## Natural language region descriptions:
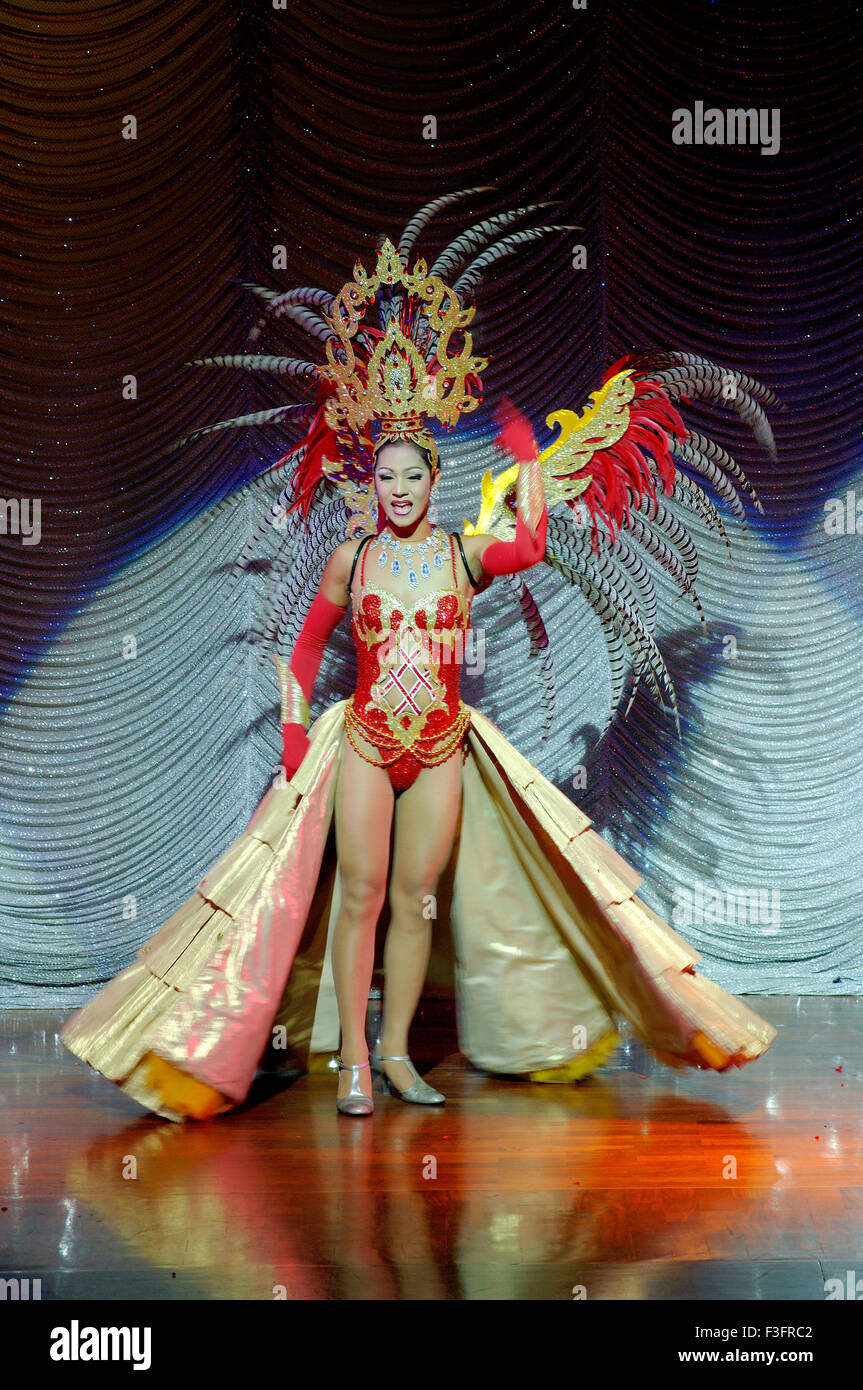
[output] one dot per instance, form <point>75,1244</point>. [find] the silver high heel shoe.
<point>356,1101</point>
<point>420,1093</point>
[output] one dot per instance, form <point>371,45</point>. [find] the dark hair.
<point>417,446</point>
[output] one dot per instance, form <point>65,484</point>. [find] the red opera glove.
<point>510,556</point>
<point>295,745</point>
<point>298,677</point>
<point>517,439</point>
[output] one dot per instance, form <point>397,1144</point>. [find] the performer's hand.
<point>512,556</point>
<point>295,745</point>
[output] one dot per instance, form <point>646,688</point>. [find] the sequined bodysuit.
<point>407,704</point>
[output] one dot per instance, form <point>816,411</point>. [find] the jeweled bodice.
<point>409,666</point>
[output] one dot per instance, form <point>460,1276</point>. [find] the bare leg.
<point>363,818</point>
<point>425,822</point>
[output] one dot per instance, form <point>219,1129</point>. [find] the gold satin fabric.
<point>538,931</point>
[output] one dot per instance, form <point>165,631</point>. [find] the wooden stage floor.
<point>638,1183</point>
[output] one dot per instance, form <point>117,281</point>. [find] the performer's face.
<point>402,483</point>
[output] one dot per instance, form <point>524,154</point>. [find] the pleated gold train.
<point>546,945</point>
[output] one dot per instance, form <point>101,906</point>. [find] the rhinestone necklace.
<point>391,542</point>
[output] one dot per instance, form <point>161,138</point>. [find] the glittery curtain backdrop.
<point>153,157</point>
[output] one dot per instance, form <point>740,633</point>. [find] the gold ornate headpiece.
<point>418,367</point>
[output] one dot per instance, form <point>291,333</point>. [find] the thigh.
<point>363,819</point>
<point>425,823</point>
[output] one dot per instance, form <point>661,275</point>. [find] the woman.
<point>420,788</point>
<point>545,940</point>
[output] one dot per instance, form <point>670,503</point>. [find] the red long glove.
<point>320,624</point>
<point>510,556</point>
<point>517,439</point>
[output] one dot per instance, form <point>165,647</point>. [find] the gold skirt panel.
<point>538,931</point>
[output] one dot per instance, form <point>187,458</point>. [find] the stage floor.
<point>638,1183</point>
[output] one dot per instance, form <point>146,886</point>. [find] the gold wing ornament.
<point>619,480</point>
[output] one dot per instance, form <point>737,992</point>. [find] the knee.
<point>363,895</point>
<point>413,900</point>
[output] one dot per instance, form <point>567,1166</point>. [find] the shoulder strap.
<point>356,556</point>
<point>475,583</point>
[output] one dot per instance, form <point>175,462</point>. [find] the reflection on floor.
<point>639,1182</point>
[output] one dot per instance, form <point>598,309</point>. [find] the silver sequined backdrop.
<point>745,829</point>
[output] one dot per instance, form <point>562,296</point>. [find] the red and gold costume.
<point>546,941</point>
<point>409,655</point>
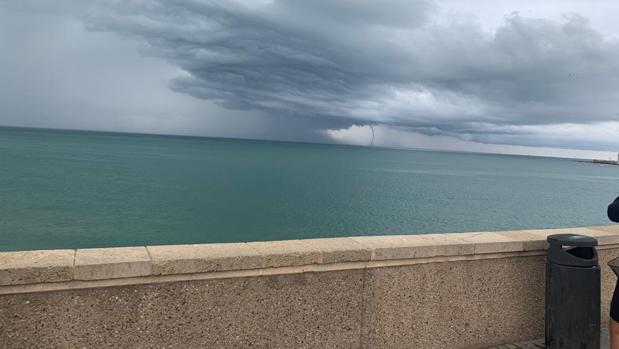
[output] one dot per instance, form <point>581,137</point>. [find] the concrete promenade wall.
<point>468,290</point>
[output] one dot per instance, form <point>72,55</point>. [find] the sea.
<point>78,189</point>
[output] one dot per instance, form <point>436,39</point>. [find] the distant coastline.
<point>606,162</point>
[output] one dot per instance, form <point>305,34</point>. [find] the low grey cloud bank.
<point>403,64</point>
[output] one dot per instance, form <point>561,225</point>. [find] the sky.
<point>523,77</point>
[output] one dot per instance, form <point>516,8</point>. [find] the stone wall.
<point>469,290</point>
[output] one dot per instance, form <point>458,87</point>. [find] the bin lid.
<point>580,252</point>
<point>574,240</point>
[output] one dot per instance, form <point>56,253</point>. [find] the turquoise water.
<point>61,189</point>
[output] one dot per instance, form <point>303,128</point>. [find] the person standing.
<point>613,214</point>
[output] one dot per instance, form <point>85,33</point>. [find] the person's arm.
<point>613,211</point>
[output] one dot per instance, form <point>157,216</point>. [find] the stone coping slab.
<point>261,258</point>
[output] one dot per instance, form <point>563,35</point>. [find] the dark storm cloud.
<point>400,63</point>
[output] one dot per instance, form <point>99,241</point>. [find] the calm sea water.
<point>61,189</point>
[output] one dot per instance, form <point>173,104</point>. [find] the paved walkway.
<point>539,344</point>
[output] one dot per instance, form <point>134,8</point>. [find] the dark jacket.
<point>613,211</point>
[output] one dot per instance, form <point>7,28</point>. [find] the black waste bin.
<point>572,293</point>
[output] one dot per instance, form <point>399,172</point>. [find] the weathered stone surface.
<point>111,263</point>
<point>29,267</point>
<point>312,310</point>
<point>183,259</point>
<point>487,242</point>
<point>531,241</point>
<point>460,304</point>
<point>414,246</point>
<point>338,250</point>
<point>287,253</point>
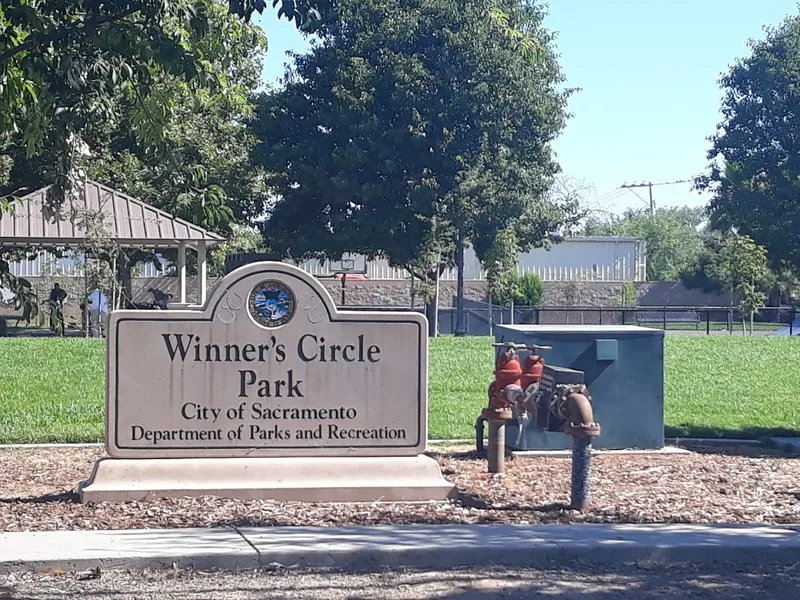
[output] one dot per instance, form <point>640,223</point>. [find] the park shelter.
<point>129,222</point>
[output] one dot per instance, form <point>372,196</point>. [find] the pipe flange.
<point>558,403</point>
<point>582,430</point>
<point>497,414</point>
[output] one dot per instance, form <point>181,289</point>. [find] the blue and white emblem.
<point>272,304</point>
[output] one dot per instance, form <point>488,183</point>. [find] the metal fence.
<point>702,320</point>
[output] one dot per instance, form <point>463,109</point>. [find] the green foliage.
<point>629,294</point>
<point>755,173</point>
<point>242,239</point>
<point>65,63</point>
<point>410,120</point>
<point>525,290</point>
<point>501,269</point>
<point>740,265</point>
<point>531,290</point>
<point>673,240</point>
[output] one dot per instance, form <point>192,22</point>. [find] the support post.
<point>460,329</point>
<point>182,271</point>
<point>496,454</point>
<point>202,272</point>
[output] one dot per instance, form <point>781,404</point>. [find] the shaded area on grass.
<point>52,390</point>
<point>37,494</point>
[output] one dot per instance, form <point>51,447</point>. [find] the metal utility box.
<point>623,369</point>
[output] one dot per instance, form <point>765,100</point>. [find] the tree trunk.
<point>460,325</point>
<point>126,279</point>
<point>432,306</point>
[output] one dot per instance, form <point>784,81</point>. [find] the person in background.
<point>98,313</point>
<point>56,303</point>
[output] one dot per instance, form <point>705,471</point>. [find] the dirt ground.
<point>708,485</point>
<point>574,582</point>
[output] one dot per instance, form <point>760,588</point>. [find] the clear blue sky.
<point>648,72</point>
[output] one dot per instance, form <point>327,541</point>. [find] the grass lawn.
<point>51,390</point>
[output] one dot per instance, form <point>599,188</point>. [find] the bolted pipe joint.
<point>580,416</point>
<point>582,428</point>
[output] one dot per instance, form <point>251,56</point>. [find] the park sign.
<point>263,391</point>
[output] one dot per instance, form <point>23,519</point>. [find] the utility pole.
<point>649,185</point>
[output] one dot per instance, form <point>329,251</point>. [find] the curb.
<point>415,546</point>
<point>672,441</point>
<point>51,445</point>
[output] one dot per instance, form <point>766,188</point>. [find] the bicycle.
<point>57,318</point>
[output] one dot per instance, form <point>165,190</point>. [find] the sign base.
<point>313,479</point>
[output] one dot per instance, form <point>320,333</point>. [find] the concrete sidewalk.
<point>420,546</point>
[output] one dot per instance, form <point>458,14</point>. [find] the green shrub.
<point>523,291</point>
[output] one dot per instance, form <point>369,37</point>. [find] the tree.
<point>673,238</point>
<point>755,172</point>
<point>407,126</point>
<point>741,264</point>
<point>242,239</point>
<point>63,63</point>
<point>75,68</point>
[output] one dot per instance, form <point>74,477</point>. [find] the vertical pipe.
<point>202,272</point>
<point>497,446</point>
<point>182,271</point>
<point>581,471</point>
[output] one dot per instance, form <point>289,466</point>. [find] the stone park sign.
<point>267,391</point>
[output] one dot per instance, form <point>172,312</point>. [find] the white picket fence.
<point>624,261</point>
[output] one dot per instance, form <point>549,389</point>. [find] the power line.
<point>650,185</point>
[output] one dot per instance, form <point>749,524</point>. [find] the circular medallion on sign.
<point>272,304</point>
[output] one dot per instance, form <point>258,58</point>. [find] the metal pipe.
<point>479,434</point>
<point>497,446</point>
<point>581,470</point>
<point>582,428</point>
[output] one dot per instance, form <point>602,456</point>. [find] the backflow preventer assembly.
<point>543,396</point>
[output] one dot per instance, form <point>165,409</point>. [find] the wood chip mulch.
<point>734,485</point>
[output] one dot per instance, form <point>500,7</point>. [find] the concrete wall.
<point>589,258</point>
<point>397,293</point>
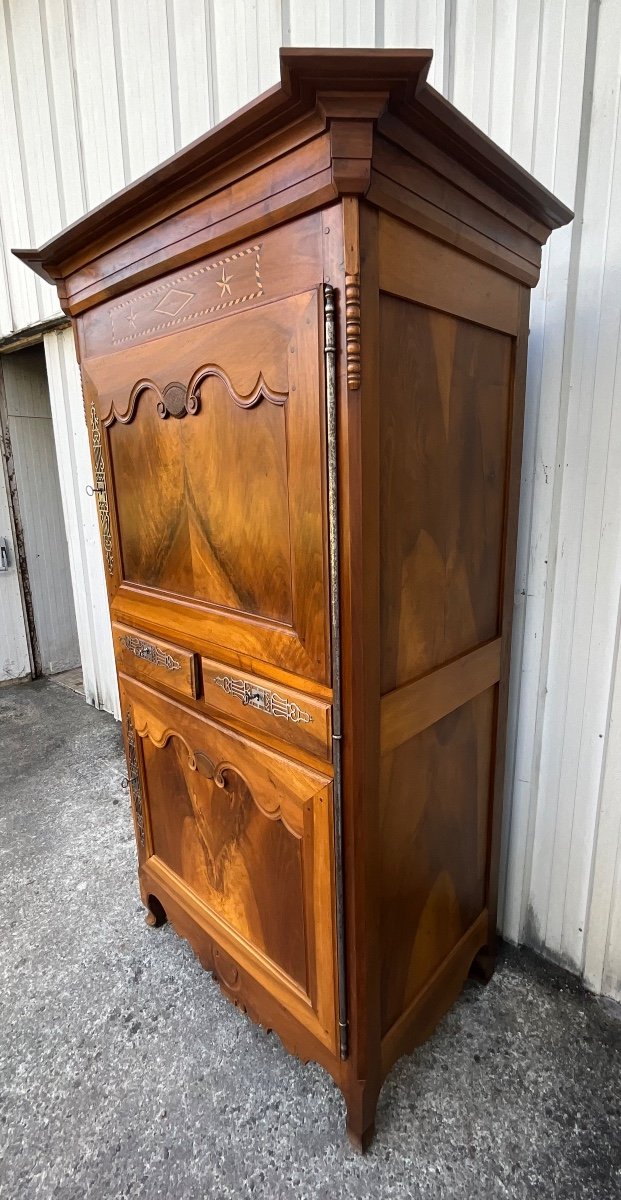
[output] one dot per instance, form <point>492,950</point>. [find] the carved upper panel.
<point>212,287</point>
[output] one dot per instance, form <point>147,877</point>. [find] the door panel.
<point>216,465</point>
<point>249,834</point>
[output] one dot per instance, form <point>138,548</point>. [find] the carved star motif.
<point>223,283</point>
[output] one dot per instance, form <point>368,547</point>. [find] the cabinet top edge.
<point>335,85</point>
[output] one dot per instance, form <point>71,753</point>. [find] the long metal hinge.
<point>330,349</point>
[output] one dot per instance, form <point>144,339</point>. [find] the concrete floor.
<point>125,1073</point>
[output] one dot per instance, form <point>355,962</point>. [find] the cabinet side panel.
<point>444,443</point>
<point>446,419</point>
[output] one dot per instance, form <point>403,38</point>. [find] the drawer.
<point>272,708</point>
<point>242,837</point>
<point>155,661</point>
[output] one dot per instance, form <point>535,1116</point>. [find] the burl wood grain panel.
<point>434,802</point>
<point>217,472</point>
<point>444,417</point>
<point>185,526</point>
<point>248,833</point>
<point>245,867</point>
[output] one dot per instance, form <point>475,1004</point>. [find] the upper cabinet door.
<point>212,449</point>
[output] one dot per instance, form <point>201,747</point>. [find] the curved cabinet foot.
<point>155,912</point>
<point>483,964</point>
<point>361,1103</point>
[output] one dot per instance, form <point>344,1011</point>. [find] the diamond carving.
<point>174,301</point>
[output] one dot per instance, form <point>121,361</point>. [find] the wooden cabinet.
<point>302,345</point>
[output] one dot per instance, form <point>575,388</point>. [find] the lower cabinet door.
<point>242,838</point>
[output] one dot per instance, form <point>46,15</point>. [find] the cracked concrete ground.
<point>125,1073</point>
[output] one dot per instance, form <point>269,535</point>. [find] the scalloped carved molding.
<point>290,813</point>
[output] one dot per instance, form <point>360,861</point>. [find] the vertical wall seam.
<point>616,871</point>
<point>52,107</point>
<point>448,49</point>
<point>74,96</point>
<point>23,166</point>
<point>380,24</point>
<point>173,73</point>
<point>212,73</point>
<point>120,89</point>
<point>285,23</point>
<point>564,406</point>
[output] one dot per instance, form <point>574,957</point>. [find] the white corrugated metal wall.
<point>91,95</point>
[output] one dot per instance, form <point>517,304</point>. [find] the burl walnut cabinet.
<point>302,346</point>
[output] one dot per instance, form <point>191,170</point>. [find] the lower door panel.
<point>245,834</point>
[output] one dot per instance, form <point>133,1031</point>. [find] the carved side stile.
<point>101,489</point>
<point>353,330</point>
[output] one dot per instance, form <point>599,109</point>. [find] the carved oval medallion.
<point>175,402</point>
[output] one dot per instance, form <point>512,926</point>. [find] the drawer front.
<point>246,837</point>
<point>152,660</point>
<point>271,708</point>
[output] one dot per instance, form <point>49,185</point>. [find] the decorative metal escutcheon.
<point>264,700</point>
<point>149,653</point>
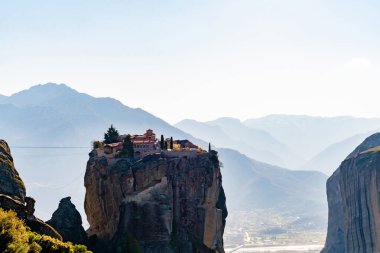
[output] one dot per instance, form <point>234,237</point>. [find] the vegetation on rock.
<point>16,237</point>
<point>111,136</point>
<point>128,147</point>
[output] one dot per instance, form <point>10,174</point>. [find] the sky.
<point>200,59</point>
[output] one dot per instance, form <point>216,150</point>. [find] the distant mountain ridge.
<point>250,184</point>
<point>2,97</point>
<point>231,133</point>
<point>307,136</point>
<point>78,117</point>
<point>63,117</point>
<point>330,158</point>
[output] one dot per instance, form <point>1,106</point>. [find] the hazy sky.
<point>200,59</point>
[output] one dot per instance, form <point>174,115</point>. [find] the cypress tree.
<point>111,136</point>
<point>162,143</point>
<point>166,145</point>
<point>128,147</point>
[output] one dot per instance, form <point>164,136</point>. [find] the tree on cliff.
<point>128,147</point>
<point>111,136</point>
<point>162,142</point>
<point>171,143</point>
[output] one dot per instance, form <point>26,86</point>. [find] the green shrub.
<point>129,244</point>
<point>15,237</point>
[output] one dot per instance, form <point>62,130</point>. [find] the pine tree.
<point>166,145</point>
<point>162,143</point>
<point>111,136</point>
<point>128,147</point>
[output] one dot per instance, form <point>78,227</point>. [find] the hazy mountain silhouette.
<point>231,133</point>
<point>56,115</point>
<point>250,184</point>
<point>73,118</point>
<point>2,97</point>
<point>328,160</point>
<point>307,136</point>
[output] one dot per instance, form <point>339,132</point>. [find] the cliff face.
<point>10,181</point>
<point>12,195</point>
<point>354,201</point>
<point>68,222</point>
<point>163,203</point>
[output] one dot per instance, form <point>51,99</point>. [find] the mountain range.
<point>50,128</point>
<point>290,141</point>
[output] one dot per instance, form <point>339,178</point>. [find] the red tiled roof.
<point>114,145</point>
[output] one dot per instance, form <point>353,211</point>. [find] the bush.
<point>16,237</point>
<point>97,144</point>
<point>129,244</point>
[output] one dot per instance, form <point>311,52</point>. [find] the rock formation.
<point>167,202</point>
<point>12,195</point>
<point>353,194</point>
<point>68,222</point>
<point>10,181</point>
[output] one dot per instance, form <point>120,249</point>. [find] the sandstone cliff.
<point>12,195</point>
<point>165,202</point>
<point>68,222</point>
<point>10,181</point>
<point>354,201</point>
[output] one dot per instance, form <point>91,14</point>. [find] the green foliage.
<point>15,237</point>
<point>111,136</point>
<point>97,144</point>
<point>129,244</point>
<point>162,143</point>
<point>128,147</point>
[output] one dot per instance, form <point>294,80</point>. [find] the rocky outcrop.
<point>353,193</point>
<point>68,222</point>
<point>12,195</point>
<point>168,202</point>
<point>10,181</point>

## Exercise requirements:
From the line holding "[output] one dot per instance, form <point>353,211</point>." to the final line of the data, output each line exactly and nothing more.

## Task answer:
[output] one dot per instance, form <point>353,211</point>. [find] the bush.
<point>16,237</point>
<point>97,144</point>
<point>129,244</point>
[output] one dot per instance, form <point>311,52</point>. [find] the rock formation.
<point>167,202</point>
<point>12,195</point>
<point>353,194</point>
<point>68,222</point>
<point>10,181</point>
[output] one dot per instance, form <point>120,249</point>. [find] the sandstone cliff.
<point>12,195</point>
<point>165,202</point>
<point>68,222</point>
<point>10,181</point>
<point>354,201</point>
[output] one dot per instance, form <point>91,14</point>. [find] the green foliage.
<point>15,237</point>
<point>111,136</point>
<point>97,144</point>
<point>129,244</point>
<point>162,143</point>
<point>128,147</point>
[output] one dot per instance, form <point>294,80</point>. [find] the rocky outcrop.
<point>353,193</point>
<point>68,222</point>
<point>12,195</point>
<point>168,202</point>
<point>10,181</point>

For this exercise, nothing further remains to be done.